[Entries in a dataset]
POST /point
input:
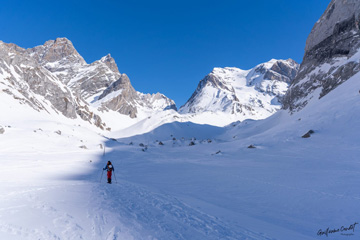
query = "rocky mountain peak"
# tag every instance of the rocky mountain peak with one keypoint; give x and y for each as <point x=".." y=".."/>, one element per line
<point x="254" y="93"/>
<point x="329" y="51"/>
<point x="110" y="62"/>
<point x="337" y="12"/>
<point x="60" y="50"/>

> _Stated problem_: Format every line of the entries above as a JSON list of strings, one string per line, skipping blank lines and leaving out the picture.

> _Response for this exercise_:
[
  "POST /point",
  "input:",
  "query = \"rocky mountain peak\"",
  "# tag every instance of the rocky mountain peak with one keypoint; give x and y for each as <point x=\"..\" y=\"..\"/>, one element per line",
  "<point x=\"254\" y=\"93\"/>",
  "<point x=\"329\" y=\"51\"/>",
  "<point x=\"110\" y=\"62\"/>",
  "<point x=\"337\" y=\"12\"/>",
  "<point x=\"60\" y=\"50\"/>"
]